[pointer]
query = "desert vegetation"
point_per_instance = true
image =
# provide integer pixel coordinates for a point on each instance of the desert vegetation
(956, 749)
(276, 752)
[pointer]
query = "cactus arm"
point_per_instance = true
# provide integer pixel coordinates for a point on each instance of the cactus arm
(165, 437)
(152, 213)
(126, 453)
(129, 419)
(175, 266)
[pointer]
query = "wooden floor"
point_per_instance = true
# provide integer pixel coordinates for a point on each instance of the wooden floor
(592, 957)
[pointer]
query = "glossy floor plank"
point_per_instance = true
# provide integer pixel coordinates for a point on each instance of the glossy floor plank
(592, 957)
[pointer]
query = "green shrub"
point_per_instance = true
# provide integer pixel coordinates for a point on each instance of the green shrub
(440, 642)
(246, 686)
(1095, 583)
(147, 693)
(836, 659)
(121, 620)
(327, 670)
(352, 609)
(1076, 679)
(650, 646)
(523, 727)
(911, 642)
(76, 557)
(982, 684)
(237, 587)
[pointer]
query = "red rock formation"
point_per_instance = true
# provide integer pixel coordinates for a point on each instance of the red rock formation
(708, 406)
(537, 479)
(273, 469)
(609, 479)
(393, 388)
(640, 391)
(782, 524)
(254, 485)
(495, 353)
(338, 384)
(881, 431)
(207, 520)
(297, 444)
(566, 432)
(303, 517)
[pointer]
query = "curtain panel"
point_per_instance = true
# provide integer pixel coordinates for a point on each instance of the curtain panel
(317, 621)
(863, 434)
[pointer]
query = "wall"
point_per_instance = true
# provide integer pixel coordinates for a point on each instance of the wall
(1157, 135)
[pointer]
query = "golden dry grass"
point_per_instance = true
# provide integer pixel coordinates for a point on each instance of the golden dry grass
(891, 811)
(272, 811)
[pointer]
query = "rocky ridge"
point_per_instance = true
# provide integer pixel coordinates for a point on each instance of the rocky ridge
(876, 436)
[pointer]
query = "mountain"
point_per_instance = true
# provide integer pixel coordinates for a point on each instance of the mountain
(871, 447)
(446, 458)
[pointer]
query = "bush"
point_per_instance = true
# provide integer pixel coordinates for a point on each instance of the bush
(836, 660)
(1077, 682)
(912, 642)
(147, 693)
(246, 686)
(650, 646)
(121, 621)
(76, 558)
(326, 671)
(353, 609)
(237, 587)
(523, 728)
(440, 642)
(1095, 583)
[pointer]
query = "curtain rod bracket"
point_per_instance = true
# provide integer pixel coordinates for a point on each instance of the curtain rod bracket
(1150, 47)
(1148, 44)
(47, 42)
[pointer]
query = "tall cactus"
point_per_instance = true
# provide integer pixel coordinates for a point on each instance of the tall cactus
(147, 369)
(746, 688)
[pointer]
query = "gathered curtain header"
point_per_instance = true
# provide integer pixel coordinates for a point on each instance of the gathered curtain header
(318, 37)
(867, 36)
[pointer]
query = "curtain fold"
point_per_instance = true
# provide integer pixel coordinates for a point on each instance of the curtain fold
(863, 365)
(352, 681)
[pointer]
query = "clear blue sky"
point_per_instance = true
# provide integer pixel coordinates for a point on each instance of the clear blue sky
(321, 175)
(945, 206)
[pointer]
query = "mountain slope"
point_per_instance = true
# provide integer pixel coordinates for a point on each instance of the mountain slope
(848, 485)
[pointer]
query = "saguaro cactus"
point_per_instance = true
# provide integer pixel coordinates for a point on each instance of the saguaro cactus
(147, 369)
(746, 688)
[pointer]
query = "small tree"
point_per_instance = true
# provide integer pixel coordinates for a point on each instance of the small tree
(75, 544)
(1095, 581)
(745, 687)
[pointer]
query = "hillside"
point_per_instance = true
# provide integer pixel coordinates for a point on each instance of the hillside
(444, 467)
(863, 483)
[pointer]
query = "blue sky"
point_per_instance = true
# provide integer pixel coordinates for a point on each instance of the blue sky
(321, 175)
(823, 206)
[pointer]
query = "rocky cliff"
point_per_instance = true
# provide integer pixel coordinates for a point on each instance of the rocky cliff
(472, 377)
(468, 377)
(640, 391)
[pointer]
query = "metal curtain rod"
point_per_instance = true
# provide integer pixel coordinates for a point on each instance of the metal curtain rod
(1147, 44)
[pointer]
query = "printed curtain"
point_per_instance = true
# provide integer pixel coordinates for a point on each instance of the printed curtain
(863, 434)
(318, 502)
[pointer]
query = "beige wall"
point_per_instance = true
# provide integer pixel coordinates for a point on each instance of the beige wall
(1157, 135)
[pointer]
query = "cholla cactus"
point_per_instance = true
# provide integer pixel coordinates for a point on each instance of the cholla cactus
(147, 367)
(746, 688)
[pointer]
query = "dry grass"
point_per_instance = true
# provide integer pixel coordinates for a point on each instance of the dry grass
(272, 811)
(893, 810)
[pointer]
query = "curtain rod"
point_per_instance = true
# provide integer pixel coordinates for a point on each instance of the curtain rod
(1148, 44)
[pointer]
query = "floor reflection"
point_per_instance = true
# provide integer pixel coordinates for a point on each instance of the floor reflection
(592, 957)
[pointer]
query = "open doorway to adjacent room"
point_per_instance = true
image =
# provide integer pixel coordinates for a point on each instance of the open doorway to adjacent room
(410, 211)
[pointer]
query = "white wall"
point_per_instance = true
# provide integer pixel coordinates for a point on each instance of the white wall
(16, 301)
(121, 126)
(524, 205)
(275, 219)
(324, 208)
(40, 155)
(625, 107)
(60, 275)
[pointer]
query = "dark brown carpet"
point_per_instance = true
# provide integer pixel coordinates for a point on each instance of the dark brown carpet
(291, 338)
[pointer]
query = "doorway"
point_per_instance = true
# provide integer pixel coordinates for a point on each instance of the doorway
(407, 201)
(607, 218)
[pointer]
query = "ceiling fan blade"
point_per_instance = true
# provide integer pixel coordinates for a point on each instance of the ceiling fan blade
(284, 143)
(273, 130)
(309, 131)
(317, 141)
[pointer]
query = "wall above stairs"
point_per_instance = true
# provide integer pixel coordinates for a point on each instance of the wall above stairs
⁂
*Your objective:*
Return all of the data precisely as it appears.

*Written response:*
[pointer]
query = "desert vegetation"
point_per_instance = true
image =
# provide integer pixel coordinates for a point on each instance of the desert vegetation
(956, 749)
(276, 752)
[pointer]
query = "cactus arm"
point_per_instance = true
# provide integer pixel coordinates for a point on each instance of the cactus arm
(165, 437)
(152, 213)
(126, 453)
(129, 419)
(175, 266)
[pointer]
query = "wooden floor"
point_per_instance = true
# provide integer pixel coordinates for a point on each instance of the wooden floor
(592, 957)
[pointer]
query = "glossy floor plank"
point_per_instance = true
# provide integer pixel coordinates for a point on each instance of the glossy floor plank
(592, 957)
[pointer]
query = "green shrub"
point_per_instance = true
# provide integer pixel coordinates for a point on each instance of the green shrub
(440, 642)
(246, 686)
(1095, 583)
(147, 693)
(836, 659)
(121, 620)
(327, 670)
(352, 609)
(1076, 679)
(650, 646)
(523, 727)
(911, 642)
(76, 557)
(982, 684)
(237, 587)
[pointer]
query = "red rock formation"
point_per_instance = true
# provide integer pixel coordinates for a point on each instance of the red rock formation
(708, 406)
(537, 479)
(273, 469)
(609, 479)
(393, 388)
(640, 391)
(782, 524)
(254, 485)
(495, 353)
(338, 384)
(881, 431)
(207, 520)
(297, 444)
(566, 432)
(303, 517)
[pointer]
query = "curtain panel"
point_per_instance = true
# provide integer pixel coordinates for a point on each instance of the curtain panel
(317, 621)
(863, 434)
[pointer]
query = "wall"
point_per_instance = true
# provide integer pixel coordinates for a point on each instance of the wall
(1157, 135)
[pointer]
query = "golden dry grass"
point_per_instance = true
# provide integer pixel coordinates for a point on each instance of the golden dry grass
(891, 811)
(272, 811)
[pointer]
query = "rocky ridge"
point_per_instance = true
# provide integer pixel coordinates for a point on each instance of the rocky ridge
(876, 436)
[pointer]
query = "mountain"
point_per_instance = true
# provide integer pixel coordinates for a point on each instance of the mountain
(871, 447)
(446, 458)
[pointer]
query = "bush"
point_per_instance = true
# provide integer pixel coordinates for a point on each instance of the bush
(836, 660)
(1077, 682)
(912, 642)
(147, 693)
(246, 686)
(650, 646)
(121, 621)
(76, 558)
(326, 671)
(353, 609)
(237, 587)
(523, 728)
(440, 642)
(1095, 583)
[pointer]
query = "curtain rod bracket"
point_per_instance = true
# provide integer pixel coordinates for a point on each instance of the curtain rod bracket
(1150, 47)
(1148, 44)
(47, 42)
[pointer]
query = "tall cactus"
point_per_instance = true
# provide integer pixel coordinates for a point on each instance of the tall cactus
(147, 369)
(746, 688)
[pointer]
query = "gathered curtain header"
point_per_instance = true
# provide integer pixel coordinates for a point on each instance of the gathered curtain header
(318, 37)
(867, 36)
[pointer]
query = "curtain fold"
point_per_instance = true
# provide integer pixel coordinates for a point on each instance of the curtain fold
(863, 365)
(352, 681)
[pointer]
query = "clear blue sky"
point_per_instance = true
# provide integer pixel coordinates for a point on each instance of the clear blue sky
(321, 175)
(945, 206)
[pointer]
query = "mountain slope"
point_per_instance = true
# provide integer pixel coordinates for a point on each instance of the mountain slope
(848, 485)
[pointer]
query = "saguaro cactus"
point_per_instance = true
# provide integer pixel coordinates for a point on each instance of the saguaro cactus
(147, 369)
(746, 688)
[pointer]
query = "small tree"
point_per_instance = true
# provide integer pixel coordinates for a point on each instance of the small tree
(75, 544)
(1095, 581)
(745, 687)
[pointer]
query = "hillside"
point_per_instance = true
# provide integer pixel coordinates for a point on each instance of the hillside
(444, 467)
(863, 483)
[pointer]
query = "blue sky"
point_per_instance = true
# provide integer pixel coordinates for a point on each instance of the blue sky
(321, 175)
(823, 206)
[pointer]
query = "rocky cliff"
point_per_instance = true
# provide integer pixel coordinates for a point on each instance of the rocky cliff
(472, 377)
(468, 377)
(640, 391)
[pointer]
query = "metal curtain rod"
point_per_instance = true
# provide integer pixel coordinates for a point on each instance of the metal curtain rod
(1147, 44)
[pointer]
query = "printed curtain"
point_per_instance = true
# provide integer pixel coordinates for a point on each instance of the printed curtain
(863, 434)
(318, 502)
[pointer]
query = "beige wall"
point_per_instance = true
# provide integer pixel coordinates for a point on each instance of the beige wall
(1157, 135)
[pointer]
query = "cholla cactus"
point_per_instance = true
# provide integer pixel coordinates for a point on each instance of the cholla cactus
(147, 367)
(746, 688)
[pointer]
query = "dry grass"
point_per_instance = true
# provide integer pixel coordinates for a point on each instance of the dry grass
(272, 811)
(893, 810)
[pointer]
query = "curtain rod"
point_per_instance = true
# provide integer pixel coordinates for a point on each instance of the curtain rod
(1148, 44)
[pointer]
query = "floor reflection"
point_per_instance = true
# provide integer pixel coordinates for a point on each instance of the floor reflection
(592, 957)
[pointer]
query = "open doorway to adjacent room"
point_per_instance = true
image =
# provide integer pixel coordinates for a point on each instance of the open doorway to adjacent room
(410, 211)
[pointer]
query = "white wall"
point_per_instance = true
# provide integer pixel coordinates for a point on each instance of the white wall
(16, 301)
(121, 126)
(524, 205)
(275, 219)
(324, 208)
(40, 155)
(625, 107)
(60, 275)
[pointer]
query = "dark brown carpet"
point_per_instance = true
# provide integer pixel coordinates for a point on each instance of the dark brown carpet
(291, 338)
[pointer]
query = "doorway"
point_per_instance = true
# provide integer pixel coordinates for a point on each instance of the doorway
(407, 201)
(607, 218)
[pointer]
query = "ceiling fan blade"
point_per_instance = true
# provide integer pixel coordinates for a point on each instance of the ceiling fan blade
(284, 143)
(273, 130)
(309, 131)
(317, 141)
[pointer]
query = "wall above stairs"
point_per_instance = true
# provide integer pixel coordinates for a point on each instance of the wall above stairs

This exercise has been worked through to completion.